Prompt
Exact copies of all the records are to be output.

Listed records
╭──

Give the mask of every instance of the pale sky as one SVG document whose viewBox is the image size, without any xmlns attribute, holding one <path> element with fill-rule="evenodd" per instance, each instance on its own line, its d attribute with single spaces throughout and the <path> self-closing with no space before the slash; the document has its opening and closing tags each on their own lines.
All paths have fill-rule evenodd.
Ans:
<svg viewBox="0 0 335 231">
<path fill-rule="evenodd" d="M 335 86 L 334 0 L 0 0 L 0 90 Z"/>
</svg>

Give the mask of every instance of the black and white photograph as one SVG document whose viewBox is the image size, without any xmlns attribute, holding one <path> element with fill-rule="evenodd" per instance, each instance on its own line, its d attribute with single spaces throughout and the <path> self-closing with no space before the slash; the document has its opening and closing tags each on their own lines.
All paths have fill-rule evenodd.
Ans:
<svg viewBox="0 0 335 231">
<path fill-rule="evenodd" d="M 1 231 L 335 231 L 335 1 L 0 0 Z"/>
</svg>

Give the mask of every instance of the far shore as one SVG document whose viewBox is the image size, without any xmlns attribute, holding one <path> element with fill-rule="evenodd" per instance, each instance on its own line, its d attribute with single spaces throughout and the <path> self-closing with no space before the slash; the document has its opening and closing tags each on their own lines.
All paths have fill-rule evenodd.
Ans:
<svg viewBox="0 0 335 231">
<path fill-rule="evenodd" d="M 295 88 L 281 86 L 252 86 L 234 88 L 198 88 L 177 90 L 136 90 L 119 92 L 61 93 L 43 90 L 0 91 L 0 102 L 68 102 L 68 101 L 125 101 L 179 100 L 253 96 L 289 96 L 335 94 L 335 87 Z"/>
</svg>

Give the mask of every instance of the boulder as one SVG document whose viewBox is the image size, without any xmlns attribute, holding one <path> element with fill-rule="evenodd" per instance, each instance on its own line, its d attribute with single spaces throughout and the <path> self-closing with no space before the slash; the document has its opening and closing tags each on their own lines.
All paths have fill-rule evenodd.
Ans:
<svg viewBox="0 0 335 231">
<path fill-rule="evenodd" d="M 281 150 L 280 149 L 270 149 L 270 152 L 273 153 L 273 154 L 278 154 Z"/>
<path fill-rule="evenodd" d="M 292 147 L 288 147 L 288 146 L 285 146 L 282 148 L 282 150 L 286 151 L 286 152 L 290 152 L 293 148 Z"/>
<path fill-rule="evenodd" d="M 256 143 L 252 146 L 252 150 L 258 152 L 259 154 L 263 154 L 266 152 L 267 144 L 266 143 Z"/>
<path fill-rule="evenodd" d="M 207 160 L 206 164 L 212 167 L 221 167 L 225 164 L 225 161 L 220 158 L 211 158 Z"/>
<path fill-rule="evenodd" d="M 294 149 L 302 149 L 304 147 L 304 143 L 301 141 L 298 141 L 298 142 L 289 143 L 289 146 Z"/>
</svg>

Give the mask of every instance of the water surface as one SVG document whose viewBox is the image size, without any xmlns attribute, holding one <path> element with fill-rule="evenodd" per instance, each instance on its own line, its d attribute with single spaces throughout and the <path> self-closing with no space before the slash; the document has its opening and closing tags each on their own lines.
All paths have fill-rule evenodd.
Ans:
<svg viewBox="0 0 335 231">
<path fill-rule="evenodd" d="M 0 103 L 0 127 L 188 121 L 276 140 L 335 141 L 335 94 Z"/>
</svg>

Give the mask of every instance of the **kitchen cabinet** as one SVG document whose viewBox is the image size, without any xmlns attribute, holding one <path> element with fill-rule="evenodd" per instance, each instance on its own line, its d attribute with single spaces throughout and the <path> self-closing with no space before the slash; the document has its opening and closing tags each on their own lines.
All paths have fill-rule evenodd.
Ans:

╰──

Solution for this task
Give the mask of every instance of the pale sky as one SVG document whose viewBox is the image size, without any xmlns attribute, holding one <path> element with fill-rule="evenodd" per instance, each instance on its own line, its d attribute with single spaces throughout and the <path> self-closing with no space before the slash; the document has its opening and closing tags each on their own lines.
All paths have fill-rule evenodd.
Ans:
<svg viewBox="0 0 335 231">
<path fill-rule="evenodd" d="M 335 86 L 334 0 L 0 0 L 0 90 Z"/>
</svg>

Give the mask of every instance of the black and white photograph as one SVG document whose viewBox is the image size, without any xmlns attribute, holding one <path> element with fill-rule="evenodd" per instance, each instance on its own line, its d attribute with single spaces throughout and the <path> self-closing with no space before the slash; the document has its opening and closing tags each on their own lines.
All paths have fill-rule evenodd.
Ans:
<svg viewBox="0 0 335 231">
<path fill-rule="evenodd" d="M 1 231 L 335 231 L 335 1 L 0 0 Z"/>
</svg>

Give the mask of every instance of the far shore as one SVG document whose viewBox is the image size, without any xmlns attribute, holding one <path> element with fill-rule="evenodd" per instance, each instance on its own line, its d attribute with single spaces throughout and the <path> self-closing with no space before the slash; the document has its opening and closing tags each on their own lines.
All paths have fill-rule evenodd.
Ans:
<svg viewBox="0 0 335 231">
<path fill-rule="evenodd" d="M 295 88 L 281 86 L 252 86 L 234 88 L 198 88 L 177 90 L 136 90 L 119 92 L 61 93 L 43 90 L 0 91 L 0 102 L 68 102 L 68 101 L 125 101 L 179 100 L 253 96 L 289 96 L 335 94 L 335 87 Z"/>
</svg>

Give the mask of every instance of the boulder as one SVG document whose viewBox is the image size, without any xmlns attribute, holding one <path> element with fill-rule="evenodd" per instance, each instance on its own line, its d attribute with single spaces throughout and the <path> self-closing with no space before the slash; the document has its opening and closing tags each on their own lines.
All paths have fill-rule evenodd.
Ans:
<svg viewBox="0 0 335 231">
<path fill-rule="evenodd" d="M 281 150 L 280 149 L 270 149 L 270 152 L 273 153 L 273 154 L 278 154 Z"/>
<path fill-rule="evenodd" d="M 292 147 L 288 147 L 288 146 L 285 146 L 282 148 L 282 150 L 286 151 L 286 152 L 290 152 L 293 148 Z"/>
<path fill-rule="evenodd" d="M 256 143 L 252 146 L 252 150 L 258 152 L 259 154 L 263 154 L 266 152 L 267 144 L 266 143 Z"/>
<path fill-rule="evenodd" d="M 207 160 L 206 164 L 212 167 L 221 167 L 225 164 L 225 161 L 220 158 L 211 158 Z"/>
<path fill-rule="evenodd" d="M 294 149 L 302 149 L 304 147 L 304 143 L 301 141 L 298 141 L 298 142 L 289 143 L 289 146 Z"/>
</svg>

Give the mask of every instance of the water surface as one SVG document whose viewBox is the image size, without any xmlns attribute, holding one <path> element with fill-rule="evenodd" per instance, each instance on its own line, its d attribute with single spaces throughout and the <path> self-closing with no space before the slash; the document has its opening and closing tags each on their own lines.
All paths have fill-rule evenodd.
Ans:
<svg viewBox="0 0 335 231">
<path fill-rule="evenodd" d="M 0 103 L 0 127 L 188 121 L 276 140 L 335 141 L 335 94 Z"/>
</svg>

Give the mask of every instance of the **kitchen cabinet** as one SVG document whose viewBox is the image size, without any xmlns attribute, holding one <path> element with fill-rule="evenodd" per instance, each instance on its own line, its d attribute with single spaces throughout and the <path> self-closing with no space before the slash; the document has its opening and closing tags each on their own lines.
All paths have fill-rule evenodd.
Ans:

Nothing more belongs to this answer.